Directions for this task:
In the material below, copy the part from its start through the line containing "[408,9,422,67]", substituting "Searches" for "Scans" and leaving the rest unchanged.

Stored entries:
>>>>
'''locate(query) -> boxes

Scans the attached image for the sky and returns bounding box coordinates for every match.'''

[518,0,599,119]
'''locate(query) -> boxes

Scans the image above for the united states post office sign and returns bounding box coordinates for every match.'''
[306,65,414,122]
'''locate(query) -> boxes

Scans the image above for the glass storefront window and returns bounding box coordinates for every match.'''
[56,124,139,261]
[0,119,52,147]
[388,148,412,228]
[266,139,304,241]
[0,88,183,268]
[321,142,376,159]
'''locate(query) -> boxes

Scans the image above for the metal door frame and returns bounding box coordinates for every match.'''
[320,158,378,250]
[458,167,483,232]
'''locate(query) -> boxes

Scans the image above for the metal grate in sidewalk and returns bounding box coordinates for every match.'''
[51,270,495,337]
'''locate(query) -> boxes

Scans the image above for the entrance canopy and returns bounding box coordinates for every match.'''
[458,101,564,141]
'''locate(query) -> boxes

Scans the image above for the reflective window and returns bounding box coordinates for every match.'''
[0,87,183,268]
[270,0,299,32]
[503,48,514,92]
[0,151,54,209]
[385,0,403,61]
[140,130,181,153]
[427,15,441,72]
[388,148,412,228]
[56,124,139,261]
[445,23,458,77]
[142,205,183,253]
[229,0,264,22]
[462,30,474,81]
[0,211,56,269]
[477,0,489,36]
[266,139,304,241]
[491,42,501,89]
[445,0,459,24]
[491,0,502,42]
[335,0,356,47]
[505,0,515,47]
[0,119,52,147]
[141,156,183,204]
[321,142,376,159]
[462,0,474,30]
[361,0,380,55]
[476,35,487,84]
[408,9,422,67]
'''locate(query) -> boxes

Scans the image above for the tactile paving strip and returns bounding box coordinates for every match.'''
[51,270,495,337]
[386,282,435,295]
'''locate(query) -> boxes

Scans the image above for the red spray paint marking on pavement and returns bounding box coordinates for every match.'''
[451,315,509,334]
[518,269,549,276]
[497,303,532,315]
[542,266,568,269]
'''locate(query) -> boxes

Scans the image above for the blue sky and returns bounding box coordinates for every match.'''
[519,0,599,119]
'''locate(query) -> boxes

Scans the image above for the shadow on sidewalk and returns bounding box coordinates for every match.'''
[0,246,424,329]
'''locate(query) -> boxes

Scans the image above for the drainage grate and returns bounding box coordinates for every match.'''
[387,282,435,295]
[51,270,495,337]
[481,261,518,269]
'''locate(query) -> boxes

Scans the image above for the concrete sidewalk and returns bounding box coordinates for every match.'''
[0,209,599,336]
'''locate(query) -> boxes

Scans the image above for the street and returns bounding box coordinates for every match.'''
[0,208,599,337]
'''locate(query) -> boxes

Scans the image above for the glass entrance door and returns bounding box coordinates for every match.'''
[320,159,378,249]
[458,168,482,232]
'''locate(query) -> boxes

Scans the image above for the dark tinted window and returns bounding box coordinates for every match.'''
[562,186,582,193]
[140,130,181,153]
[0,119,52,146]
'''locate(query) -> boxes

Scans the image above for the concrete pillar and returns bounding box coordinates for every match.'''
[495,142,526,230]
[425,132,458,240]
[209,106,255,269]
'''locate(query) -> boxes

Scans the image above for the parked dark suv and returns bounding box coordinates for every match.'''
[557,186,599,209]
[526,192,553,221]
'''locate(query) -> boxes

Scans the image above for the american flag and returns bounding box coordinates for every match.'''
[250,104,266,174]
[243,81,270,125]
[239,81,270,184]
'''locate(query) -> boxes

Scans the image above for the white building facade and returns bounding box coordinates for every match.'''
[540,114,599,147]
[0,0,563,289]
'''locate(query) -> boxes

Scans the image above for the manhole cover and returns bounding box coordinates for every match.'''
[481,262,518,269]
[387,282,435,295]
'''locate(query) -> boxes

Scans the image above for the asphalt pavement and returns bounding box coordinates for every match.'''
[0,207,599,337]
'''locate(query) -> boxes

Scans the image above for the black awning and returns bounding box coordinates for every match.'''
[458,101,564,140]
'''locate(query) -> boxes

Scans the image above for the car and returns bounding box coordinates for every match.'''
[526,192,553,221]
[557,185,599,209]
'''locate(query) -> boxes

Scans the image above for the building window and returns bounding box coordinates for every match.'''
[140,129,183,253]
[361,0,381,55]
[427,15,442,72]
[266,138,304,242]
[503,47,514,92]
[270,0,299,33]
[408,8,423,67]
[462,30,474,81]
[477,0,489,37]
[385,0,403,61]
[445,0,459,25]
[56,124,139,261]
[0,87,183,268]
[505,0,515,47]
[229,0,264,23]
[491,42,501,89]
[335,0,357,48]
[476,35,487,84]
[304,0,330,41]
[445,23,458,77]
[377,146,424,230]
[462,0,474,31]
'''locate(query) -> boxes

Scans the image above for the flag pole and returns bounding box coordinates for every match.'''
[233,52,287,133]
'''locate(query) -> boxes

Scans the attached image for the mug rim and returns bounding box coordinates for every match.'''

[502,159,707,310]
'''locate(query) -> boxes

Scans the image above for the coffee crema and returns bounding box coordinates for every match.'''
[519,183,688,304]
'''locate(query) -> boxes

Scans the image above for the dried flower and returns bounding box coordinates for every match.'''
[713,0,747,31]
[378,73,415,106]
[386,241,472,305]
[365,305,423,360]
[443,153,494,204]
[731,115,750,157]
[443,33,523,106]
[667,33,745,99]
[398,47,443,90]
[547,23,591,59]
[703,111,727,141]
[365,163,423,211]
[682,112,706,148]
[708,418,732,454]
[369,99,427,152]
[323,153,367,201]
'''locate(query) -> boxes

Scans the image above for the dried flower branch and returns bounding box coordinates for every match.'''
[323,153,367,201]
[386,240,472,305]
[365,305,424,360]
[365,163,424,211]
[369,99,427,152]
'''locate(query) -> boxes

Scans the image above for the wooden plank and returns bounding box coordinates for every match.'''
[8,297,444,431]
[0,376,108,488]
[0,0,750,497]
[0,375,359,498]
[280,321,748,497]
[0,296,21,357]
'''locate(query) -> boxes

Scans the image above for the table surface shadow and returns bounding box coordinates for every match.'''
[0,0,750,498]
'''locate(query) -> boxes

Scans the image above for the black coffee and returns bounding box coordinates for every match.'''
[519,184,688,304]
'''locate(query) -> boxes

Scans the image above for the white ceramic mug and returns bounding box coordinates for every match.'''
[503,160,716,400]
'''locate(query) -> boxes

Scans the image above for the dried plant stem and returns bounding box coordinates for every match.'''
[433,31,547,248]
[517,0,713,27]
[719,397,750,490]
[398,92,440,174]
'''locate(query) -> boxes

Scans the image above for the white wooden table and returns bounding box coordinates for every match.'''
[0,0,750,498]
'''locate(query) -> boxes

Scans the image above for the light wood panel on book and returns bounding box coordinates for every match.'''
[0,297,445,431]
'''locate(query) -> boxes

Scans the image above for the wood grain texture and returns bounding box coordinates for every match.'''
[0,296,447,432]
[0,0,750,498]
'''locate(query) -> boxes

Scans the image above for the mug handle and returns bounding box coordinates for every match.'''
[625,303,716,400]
<<<<
Expected output:
'''locate(query) -> boxes

Searches the attached image for the sky and returns bounding box coordinates for every match.'''

[518,0,599,119]
'''locate(query) -> boxes

Searches the image above for the united states post office sign and returns bounding box coordinates for every match.'''
[306,65,414,122]
'''locate(query) -> boxes

Searches the image above for the glass storefront window and returns bounding box coordinates for every match.'''
[56,124,139,261]
[0,119,52,147]
[388,148,412,228]
[266,139,304,241]
[0,88,183,268]
[321,142,376,159]
'''locate(query) -> boxes

Searches the image above for the metal door frame and returns bounding box coordinates for every match.'''
[320,158,378,250]
[458,167,483,232]
'''locate(query) -> boxes

Searches the image above for the metal grate in sidewalk and returns bounding box coordinates for every match.'''
[51,270,495,337]
'''locate(query) -> boxes

Searches the image above for the entrance canopy and returns bounding box coordinates for every match.'''
[458,101,564,141]
'''locate(query) -> boxes

Searches the image above for the reflective window and returns bounding box coordinates for every match.'''
[0,87,183,268]
[270,0,299,32]
[503,48,514,92]
[0,151,54,209]
[385,0,403,61]
[140,130,181,153]
[427,15,441,72]
[388,148,412,228]
[56,124,139,261]
[445,23,458,77]
[142,205,183,253]
[229,0,264,22]
[462,30,474,81]
[0,211,56,269]
[477,0,489,36]
[266,139,304,241]
[491,42,501,89]
[445,0,459,24]
[491,0,502,42]
[335,0,356,47]
[505,0,515,47]
[0,119,52,147]
[141,156,183,204]
[321,142,376,159]
[462,0,474,30]
[361,0,380,55]
[476,35,487,84]
[408,9,422,67]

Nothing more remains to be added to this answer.